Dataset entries
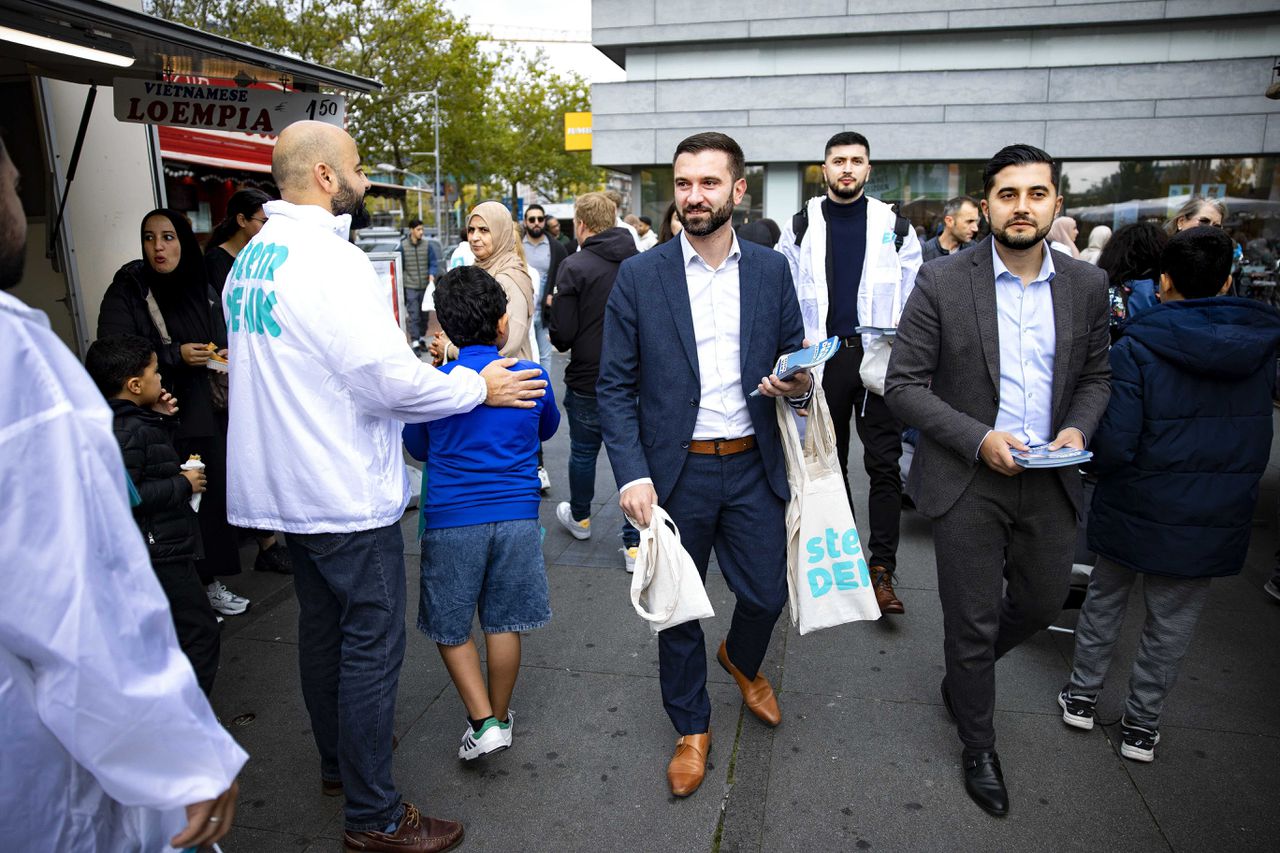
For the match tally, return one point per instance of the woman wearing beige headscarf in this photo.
(493, 242)
(1061, 236)
(1098, 238)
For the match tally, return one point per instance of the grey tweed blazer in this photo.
(944, 373)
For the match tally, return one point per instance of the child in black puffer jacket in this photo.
(126, 370)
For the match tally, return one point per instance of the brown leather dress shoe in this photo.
(689, 765)
(883, 585)
(757, 693)
(416, 834)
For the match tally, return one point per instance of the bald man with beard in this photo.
(321, 383)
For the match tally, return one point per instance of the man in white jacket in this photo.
(854, 263)
(321, 382)
(108, 743)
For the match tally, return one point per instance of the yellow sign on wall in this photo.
(577, 131)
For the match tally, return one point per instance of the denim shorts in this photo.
(496, 569)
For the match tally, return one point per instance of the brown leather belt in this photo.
(722, 446)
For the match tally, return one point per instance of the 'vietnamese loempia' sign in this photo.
(222, 108)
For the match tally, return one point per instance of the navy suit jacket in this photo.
(649, 384)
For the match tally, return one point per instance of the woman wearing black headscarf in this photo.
(165, 297)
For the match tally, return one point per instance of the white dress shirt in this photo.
(1027, 342)
(716, 305)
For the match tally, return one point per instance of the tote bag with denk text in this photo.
(827, 574)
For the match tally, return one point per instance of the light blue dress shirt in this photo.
(1027, 340)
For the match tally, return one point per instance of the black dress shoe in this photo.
(984, 781)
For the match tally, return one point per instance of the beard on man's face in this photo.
(851, 191)
(1018, 241)
(716, 218)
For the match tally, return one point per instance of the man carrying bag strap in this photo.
(666, 588)
(827, 575)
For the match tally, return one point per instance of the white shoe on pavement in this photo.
(576, 529)
(493, 737)
(224, 601)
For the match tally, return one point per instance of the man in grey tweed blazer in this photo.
(1000, 349)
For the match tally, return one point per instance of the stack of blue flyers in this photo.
(877, 331)
(1042, 456)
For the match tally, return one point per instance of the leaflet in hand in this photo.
(794, 363)
(1042, 456)
(878, 331)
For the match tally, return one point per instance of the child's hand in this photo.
(196, 477)
(167, 405)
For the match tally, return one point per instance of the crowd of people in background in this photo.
(219, 422)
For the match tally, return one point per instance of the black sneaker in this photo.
(1078, 711)
(1138, 743)
(275, 559)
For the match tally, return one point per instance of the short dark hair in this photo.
(1198, 260)
(114, 360)
(1018, 154)
(954, 205)
(846, 137)
(714, 141)
(469, 302)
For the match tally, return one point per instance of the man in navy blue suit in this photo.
(688, 329)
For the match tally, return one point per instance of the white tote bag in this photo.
(827, 574)
(666, 588)
(874, 365)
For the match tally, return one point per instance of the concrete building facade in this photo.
(1143, 100)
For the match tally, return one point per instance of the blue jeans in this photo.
(584, 442)
(351, 644)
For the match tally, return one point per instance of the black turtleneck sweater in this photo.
(846, 247)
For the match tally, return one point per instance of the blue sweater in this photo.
(1185, 437)
(483, 466)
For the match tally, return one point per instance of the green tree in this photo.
(530, 109)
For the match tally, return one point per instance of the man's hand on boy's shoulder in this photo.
(512, 388)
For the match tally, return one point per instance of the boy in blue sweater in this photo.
(481, 544)
(1179, 454)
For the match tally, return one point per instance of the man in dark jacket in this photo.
(124, 368)
(577, 323)
(1179, 454)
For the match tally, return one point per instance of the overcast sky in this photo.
(567, 18)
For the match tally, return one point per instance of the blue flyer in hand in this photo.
(1042, 456)
(794, 363)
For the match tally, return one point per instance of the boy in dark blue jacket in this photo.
(481, 544)
(126, 370)
(1179, 455)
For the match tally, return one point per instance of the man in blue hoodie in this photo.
(1179, 454)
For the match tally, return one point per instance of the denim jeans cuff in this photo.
(378, 824)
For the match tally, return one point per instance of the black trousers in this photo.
(1004, 555)
(881, 434)
(193, 619)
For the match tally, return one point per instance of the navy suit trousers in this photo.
(725, 502)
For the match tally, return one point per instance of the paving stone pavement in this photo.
(864, 760)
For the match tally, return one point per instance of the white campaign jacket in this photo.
(321, 381)
(104, 733)
(883, 269)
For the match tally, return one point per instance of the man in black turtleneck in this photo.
(830, 279)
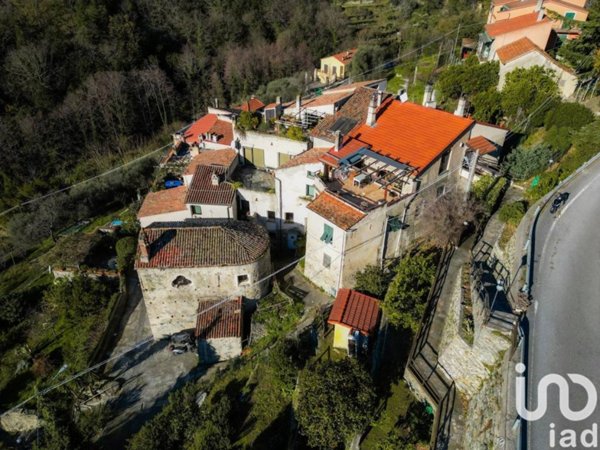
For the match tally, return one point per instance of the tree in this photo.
(525, 162)
(443, 219)
(405, 301)
(335, 401)
(526, 92)
(469, 78)
(372, 281)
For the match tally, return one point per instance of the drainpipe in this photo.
(279, 222)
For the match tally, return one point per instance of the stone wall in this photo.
(470, 365)
(172, 309)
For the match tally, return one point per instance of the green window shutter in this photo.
(283, 158)
(327, 235)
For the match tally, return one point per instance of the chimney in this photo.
(461, 108)
(371, 116)
(427, 95)
(338, 140)
(144, 247)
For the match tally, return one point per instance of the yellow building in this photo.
(355, 317)
(335, 67)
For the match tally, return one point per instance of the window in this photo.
(444, 160)
(327, 235)
(180, 281)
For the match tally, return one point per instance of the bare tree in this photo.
(443, 219)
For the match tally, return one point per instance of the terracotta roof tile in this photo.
(355, 310)
(344, 57)
(335, 210)
(354, 110)
(222, 321)
(408, 133)
(311, 156)
(210, 123)
(517, 23)
(223, 157)
(162, 202)
(482, 144)
(203, 192)
(203, 243)
(251, 105)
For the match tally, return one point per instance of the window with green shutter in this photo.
(327, 235)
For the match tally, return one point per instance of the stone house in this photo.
(355, 317)
(335, 67)
(402, 156)
(535, 26)
(182, 264)
(524, 54)
(219, 330)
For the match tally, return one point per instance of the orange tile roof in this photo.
(162, 202)
(335, 210)
(218, 319)
(355, 310)
(517, 23)
(408, 133)
(251, 105)
(523, 46)
(210, 123)
(222, 157)
(482, 144)
(515, 49)
(311, 156)
(203, 243)
(344, 57)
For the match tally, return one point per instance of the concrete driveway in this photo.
(148, 373)
(564, 317)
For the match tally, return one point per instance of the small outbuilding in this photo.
(355, 317)
(219, 330)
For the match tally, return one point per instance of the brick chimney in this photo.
(144, 247)
(338, 140)
(371, 116)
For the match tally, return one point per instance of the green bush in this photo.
(569, 115)
(524, 162)
(512, 213)
(125, 249)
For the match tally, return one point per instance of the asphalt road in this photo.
(565, 318)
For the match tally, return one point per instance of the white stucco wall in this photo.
(567, 82)
(216, 211)
(171, 309)
(176, 216)
(272, 146)
(292, 192)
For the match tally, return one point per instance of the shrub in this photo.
(405, 301)
(125, 248)
(524, 162)
(569, 115)
(512, 213)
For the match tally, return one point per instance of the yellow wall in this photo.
(340, 337)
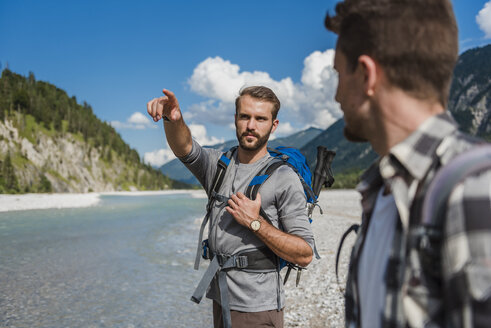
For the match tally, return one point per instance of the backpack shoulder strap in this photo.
(222, 165)
(261, 177)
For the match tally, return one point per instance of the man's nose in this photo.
(251, 124)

> WRITTEN PROBLEM: Extract every line of the data exactly; pictures stay out.

> TASK SOLUTION:
For the match tally, return one point per instance of the woman wearing beige headscarf in this photo.
(493, 242)
(1061, 236)
(1098, 238)
For the match tally, return one point per instance of the grey tweed blazer in this photo.
(944, 373)
For the match tally, return one point per instance of the child in black puffer jacket in this photo.
(126, 370)
For the match tally, return one point per instance of the brown leather dress shoe in this photo.
(689, 765)
(883, 585)
(757, 693)
(416, 834)
For the match tally, return one point per instance of the bald man with beard in this photo.
(321, 383)
For the match tally, return one point per instance of the man in white jacket in this photo.
(854, 263)
(321, 382)
(108, 743)
For the match tally, return one point per instance of the yellow sign on wall in this photo.
(577, 131)
For the match tally, return one point per instance of the denim shorts in this photo.
(496, 569)
For the match tally, return one point per instance of the brown leather belt in this photo.
(722, 446)
For the match tally, return one point per instance of the 'vietnamese loempia' sign in this photo.
(222, 108)
For the match tally, return one point per instance of the navy suit jacket in this photo.
(649, 384)
For the match tally, return one point per instance of the woman wearing black headscarf in this photo.
(165, 297)
For the match tally, return one point per instance of the white dress shirt in this photo.
(1027, 342)
(716, 305)
For the match tally, return one point per instance of the tote bag with denk text in this photo.
(827, 574)
For the match tally, return one point per instance of the light blue dress shirt in this photo.
(1027, 340)
For the match tally, return one point per instance of the black dress shoe in this photo.
(984, 781)
For the match tally, return one point per instance of the beard on man's face in this photo.
(851, 191)
(1018, 241)
(716, 218)
For the match tally, return one point per instance of the man carrying bag strap in this photo.
(666, 588)
(827, 575)
For the match tally, return one point per instance of the white shoe on pavement in this photo.
(576, 529)
(493, 737)
(224, 601)
For the match tally, return one point per instance of the man in grey tweed blazer in this photo.
(1000, 349)
For the match tally, return one point per instance of the stack of blue flyers in this photo.
(877, 331)
(1042, 456)
For the match tally, return one point per instance of the leaflet in hand in this photo.
(794, 363)
(1042, 456)
(878, 331)
For the match tally, return one point per instance of the child's hand in this photo.
(196, 477)
(167, 405)
For the match tally, return one point per instance of the crowd of people in background in this photo.
(219, 422)
For the match tally, return one point per instance of the black sneaker in this photo.
(1078, 711)
(1138, 743)
(275, 559)
For the match tally, return one point per instance of the short dark hair in this photo.
(1198, 260)
(114, 360)
(1018, 154)
(954, 205)
(846, 137)
(714, 141)
(469, 302)
For the match tally, return one point per instance of the man in navy blue suit in this photo.
(688, 329)
For the match tally, return one point per instance of the white tote bag in this photo.
(827, 574)
(666, 588)
(874, 365)
For the match tally, return one point per instance of the concrete building facade in this photo.
(1143, 100)
For the match tally, return one point per instance of the blue jeans in this photo.
(584, 442)
(351, 644)
For the match tally, return one point per instance of the black turtleneck sweater in this photo.
(846, 247)
For the match tally, return one point per instance of the blue sweater in this photo.
(1185, 437)
(483, 466)
For the match tally, return one point per instance of the green tree in this photo.
(530, 109)
For the match tally, return one point per instance of the man's hand on boy's shoulder in this photo.
(512, 388)
For the match tally, return one point per instance of the boy in blue sweater in this photo.
(481, 544)
(1179, 454)
For the match tally, return one point per instance of the man in dark jacket in this photo.
(124, 368)
(577, 323)
(1179, 454)
For the match tally, return one point per instance of the overcast sky in this photo.
(567, 18)
For the match tally, return one point per instance of the blue flyer in hand in this photo.
(1042, 456)
(794, 363)
For the match tally, return one point per instance of the boy in dark blue jacket in this photo.
(481, 544)
(126, 370)
(1179, 455)
For the match tally, return one point per instance of the man in blue hoodie in this photo.
(1179, 454)
For the match tally, return one point per instance of the denim jeans cuff in this photo.
(378, 824)
For the match tally, return one point per instance of the black trousers in this photo.
(1004, 555)
(881, 434)
(193, 619)
For the match tally, return one point per instance of the navy suit trousers in this photo.
(725, 502)
For the match tally, return one point per instance of the paving stone pavement in this photo.
(864, 760)
For the match tally, return one point per instance of the white campaign jacket in this photo.
(321, 381)
(104, 733)
(883, 269)
For the match tally, return one point per instance of the man in black turtleneck in this photo.
(830, 279)
For the match tally, return one point per instance of the tree in this photo.
(525, 162)
(443, 219)
(405, 301)
(335, 401)
(526, 92)
(469, 78)
(372, 281)
For the match tally, return one point per instance of the drainpipe in this photo.
(279, 222)
For the match tally, return one point per instance of the stone wall in this photo.
(470, 365)
(172, 309)
For the match tally, return one point per instance of the green window shutter in this photo.
(283, 158)
(327, 235)
For the match tally, return one point per instance of the chimney in this photo.
(461, 108)
(371, 116)
(427, 95)
(338, 140)
(144, 247)
For the match tally, return one point per instance of the yellow building in this photo.
(355, 317)
(335, 67)
For the match tally, return one point per instance of the window in this photo.
(444, 160)
(327, 235)
(180, 281)
For the match tally, return one point per instance of the bare tree in this photo.
(443, 219)
For the match tally, return one point per instance of the terracotta roof tile in this photo.
(355, 310)
(344, 57)
(335, 210)
(354, 110)
(222, 321)
(408, 133)
(311, 156)
(210, 123)
(517, 23)
(223, 157)
(162, 202)
(482, 144)
(203, 192)
(203, 243)
(251, 105)
For the match tally, return one point per instance of the window with green shutter in this photo.
(327, 235)
For the match tally, return one point per instance of the stone house in this photo.
(355, 317)
(335, 67)
(402, 156)
(535, 26)
(182, 264)
(524, 54)
(219, 330)
For the match tally, return one point per instance of the orange tile roof in this photo.
(162, 202)
(335, 210)
(218, 319)
(355, 310)
(517, 23)
(408, 133)
(251, 105)
(523, 46)
(210, 123)
(222, 157)
(482, 144)
(515, 49)
(311, 156)
(203, 243)
(344, 57)
For the match tally, return one point per instance of the concrete driveway in this photo.
(148, 373)
(564, 317)
For the match tally, return one point per instance of the small outbuilding in this photo.
(355, 317)
(219, 330)
For the match tally, return one point per instance of the brick chimney in this photo.
(144, 247)
(338, 140)
(371, 116)
For the match tally, return one point per instance of the green bush in this photo.
(569, 115)
(524, 162)
(512, 213)
(125, 249)
For the match tally, return one point per instance of the asphalt road in this photo.
(565, 318)
For the match tally, return one point per instance of the white stucco wall in this photo.
(567, 82)
(216, 211)
(171, 309)
(176, 216)
(272, 146)
(292, 192)
For the match tally, return one point per instance of the shrub in this photo.
(405, 301)
(125, 248)
(524, 162)
(569, 115)
(512, 213)
For the match tally, return one point per instance of the yellow wall in this photo.
(340, 337)
For the match tally, return one point per instance of the backpack shoulder strap in this photo.
(222, 165)
(261, 177)
For the match tally, return one point per instance of the man's nose in this photo.
(251, 124)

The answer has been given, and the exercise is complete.